(Object point labels)
## begin
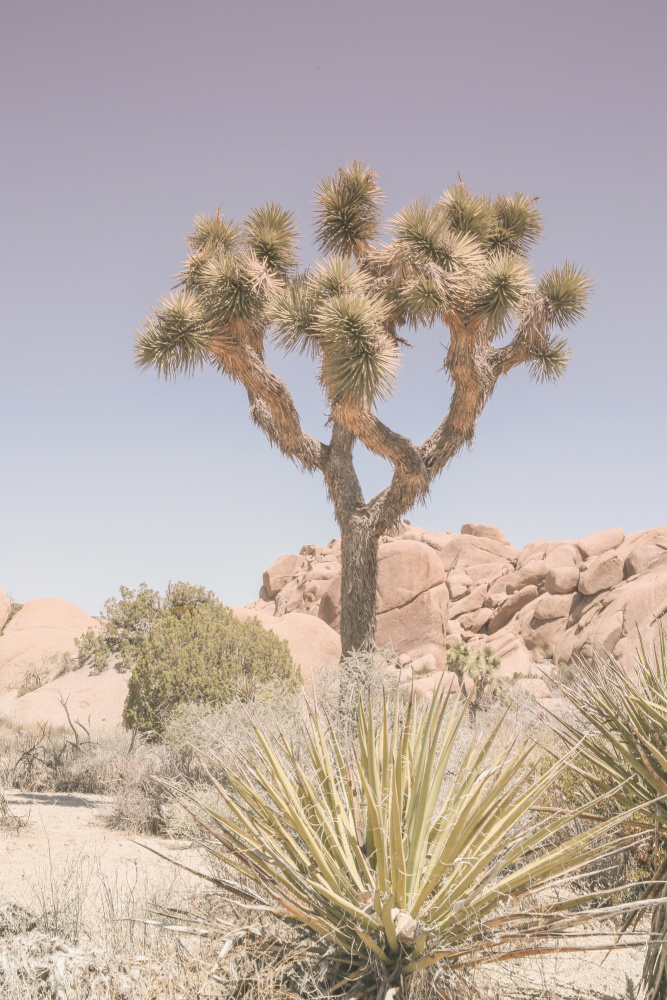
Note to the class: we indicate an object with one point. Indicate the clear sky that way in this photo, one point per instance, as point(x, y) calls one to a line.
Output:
point(121, 121)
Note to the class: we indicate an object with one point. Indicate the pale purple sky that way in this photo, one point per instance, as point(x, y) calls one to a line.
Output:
point(121, 121)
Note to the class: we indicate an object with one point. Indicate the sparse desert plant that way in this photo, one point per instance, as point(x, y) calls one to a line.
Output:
point(207, 655)
point(127, 620)
point(480, 667)
point(624, 750)
point(462, 261)
point(398, 859)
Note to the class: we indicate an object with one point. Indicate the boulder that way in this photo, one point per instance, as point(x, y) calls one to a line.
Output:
point(33, 642)
point(533, 686)
point(602, 573)
point(487, 572)
point(96, 697)
point(534, 550)
point(473, 602)
point(561, 580)
point(330, 604)
point(544, 637)
point(282, 570)
point(510, 607)
point(476, 620)
point(641, 559)
point(562, 556)
point(449, 553)
point(532, 573)
point(485, 531)
point(311, 641)
point(472, 549)
point(423, 665)
point(600, 542)
point(405, 570)
point(416, 624)
point(425, 687)
point(553, 606)
point(37, 636)
point(5, 609)
point(458, 584)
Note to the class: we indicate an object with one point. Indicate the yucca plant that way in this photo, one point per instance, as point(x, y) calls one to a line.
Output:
point(624, 750)
point(408, 853)
point(461, 262)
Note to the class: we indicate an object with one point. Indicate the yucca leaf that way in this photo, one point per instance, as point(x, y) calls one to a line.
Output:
point(175, 337)
point(347, 213)
point(270, 233)
point(567, 290)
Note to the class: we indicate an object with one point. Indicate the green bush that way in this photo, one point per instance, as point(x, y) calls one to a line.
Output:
point(202, 654)
point(126, 621)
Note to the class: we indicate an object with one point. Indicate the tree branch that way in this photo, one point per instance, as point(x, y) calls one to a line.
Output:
point(342, 482)
point(271, 405)
point(382, 441)
point(532, 328)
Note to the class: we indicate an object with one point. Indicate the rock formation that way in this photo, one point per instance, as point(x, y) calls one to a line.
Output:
point(538, 606)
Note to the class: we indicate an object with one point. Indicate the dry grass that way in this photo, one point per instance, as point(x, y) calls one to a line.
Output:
point(100, 938)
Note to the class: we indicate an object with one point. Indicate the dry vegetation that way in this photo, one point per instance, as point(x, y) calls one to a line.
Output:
point(83, 933)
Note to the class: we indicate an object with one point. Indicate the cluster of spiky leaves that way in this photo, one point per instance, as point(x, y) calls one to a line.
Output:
point(625, 743)
point(461, 260)
point(403, 856)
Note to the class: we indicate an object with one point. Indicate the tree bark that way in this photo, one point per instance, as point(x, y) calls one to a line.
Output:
point(358, 585)
point(654, 973)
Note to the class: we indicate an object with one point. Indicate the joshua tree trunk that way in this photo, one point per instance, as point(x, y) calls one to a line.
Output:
point(654, 973)
point(359, 557)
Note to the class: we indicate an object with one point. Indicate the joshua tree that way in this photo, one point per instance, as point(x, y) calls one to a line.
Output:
point(462, 260)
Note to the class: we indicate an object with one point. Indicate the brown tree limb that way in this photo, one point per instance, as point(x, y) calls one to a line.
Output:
point(271, 405)
point(381, 440)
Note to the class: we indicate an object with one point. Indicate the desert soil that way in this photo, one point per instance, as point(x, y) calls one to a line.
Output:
point(66, 831)
point(65, 836)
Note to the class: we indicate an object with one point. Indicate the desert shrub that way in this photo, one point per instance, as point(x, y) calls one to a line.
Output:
point(400, 858)
point(480, 667)
point(128, 619)
point(205, 655)
point(624, 749)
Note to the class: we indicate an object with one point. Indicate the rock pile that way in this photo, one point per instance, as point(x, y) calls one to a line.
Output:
point(540, 605)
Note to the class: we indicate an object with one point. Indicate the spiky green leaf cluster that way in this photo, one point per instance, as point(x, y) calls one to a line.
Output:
point(175, 337)
point(270, 232)
point(461, 261)
point(400, 858)
point(625, 742)
point(550, 357)
point(502, 287)
point(347, 212)
point(359, 361)
point(566, 290)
## end
■ Problem statement: Please copy every entry above word for word, omitting the pictures.

■ The answer:
Note to the class: we indicate an object with one point. Indicate the clear sky that way in this photo, one point per instance, as point(x, y) calls one to a line.
Output:
point(121, 121)
Note to the class: we indicate an object with one point. Indicate the pale purple sky that way in this photo, one point per instance, as point(x, y) calls one to a line.
Output:
point(121, 121)
Note to the class: we indicate an object with one point. Indicate the sparse desert plant that way in this photo, one point per instance, as point(x, y) calls one to a line.
Output:
point(207, 655)
point(127, 620)
point(480, 667)
point(624, 750)
point(462, 261)
point(398, 859)
Note to the class: we indicate an object with one point. Indicate the boulder that way in this photo, one point per instance, as point(x, y) calls one to a line.
Output:
point(33, 642)
point(533, 686)
point(602, 573)
point(487, 572)
point(96, 697)
point(534, 550)
point(473, 602)
point(561, 580)
point(330, 604)
point(544, 637)
point(282, 570)
point(510, 607)
point(476, 620)
point(641, 559)
point(562, 556)
point(449, 553)
point(532, 573)
point(485, 531)
point(311, 641)
point(472, 549)
point(423, 665)
point(600, 542)
point(405, 570)
point(416, 624)
point(425, 687)
point(553, 606)
point(37, 636)
point(5, 609)
point(458, 584)
Note to the class: we indicate an object with one point. Indicate the yucca plant that way in this photo, one point per instance, as point(x, y) calls one to a line.
Output:
point(624, 750)
point(408, 853)
point(461, 262)
Note to the class: we indicate an object with one point. Indicate the yucca leaf that way in this photo, one point per instance, as point(x, y) calls one to a line.
Output:
point(175, 337)
point(347, 213)
point(270, 233)
point(567, 290)
Note to the class: we indicate an object with one point. Indicate the green bush that way in this photo, one point per instance, as point(x, y) calls one to a line.
Output:
point(202, 654)
point(126, 621)
Note to the class: we indicate an object with one point. Indicate the tree branch that way in this photo, one point per instance, as point(x, y) calls one to a line.
Output:
point(342, 482)
point(271, 405)
point(382, 441)
point(532, 328)
Note to the class: we indicate an object with one point. Indicate the rock formation that way in this photo, one point per instance, as point(x, y) calls one to a line.
Output:
point(538, 606)
Note to the class: we indicate an object with one point. Indicate the dry grass that way in this photo, one point per instance, as point(x, y) calls one to a line.
Output:
point(100, 938)
Note to the class: we indicate an object with one point. Indicate the dry vegetation that way in this photo, one point per instance, as point(x, y) calls one to a line.
Output:
point(83, 933)
Note to the class: we indicate an object with one point. Indicate the cluster of spiky leaves that way in this photo, one point per instance, as point(x, y) calls one to a line.
Output:
point(625, 743)
point(461, 260)
point(403, 856)
Note to the class: we indicate an object with one point. Indicate the tree bark that way in this photo, one point per instance, as point(x, y) calls one to a line.
Output:
point(358, 585)
point(654, 973)
Note to the class: we indicate an object with one point. Indicate the joshua tree trunk that way in this photo, one point per instance, as point(x, y) calls one to a line.
Output:
point(654, 973)
point(359, 557)
Note to the class: we indicate an object with one point. Indicate the joshua tree that way in this photo, one point per instance, as point(x, y) calls one to a line.
Output:
point(462, 260)
Note to the class: we indicate an object with one point. Indicate the brown tree limb that way in this photo, one point per instance, as point(x, y) calls one to a line.
Output:
point(271, 405)
point(381, 440)
Note to the class: we indicate an object with one point. Indicate the desert soil that way in this photo, one point per instance, as point(x, y) calls one to a line.
Output:
point(66, 831)
point(65, 836)
Note to the class: we indicate an object with one point. Indicate the desert shrub that way in this photo, one point per instance, as point(x, y) calls one to a line.
Output:
point(400, 858)
point(480, 667)
point(128, 619)
point(205, 655)
point(624, 749)
Note to the class: we indicate an object with one point. Indicate the rock pile that way in this photo, one point per instance, as point(x, y) calls one to a line.
Output:
point(540, 605)
Note to the class: we indicate an object with one point. Indicate the spiky green leaf cluster that way in this photo, one point per instance, as point(x, y) calls one to a line.
Output:
point(175, 337)
point(270, 232)
point(461, 261)
point(400, 858)
point(625, 742)
point(550, 357)
point(502, 287)
point(347, 212)
point(359, 361)
point(566, 290)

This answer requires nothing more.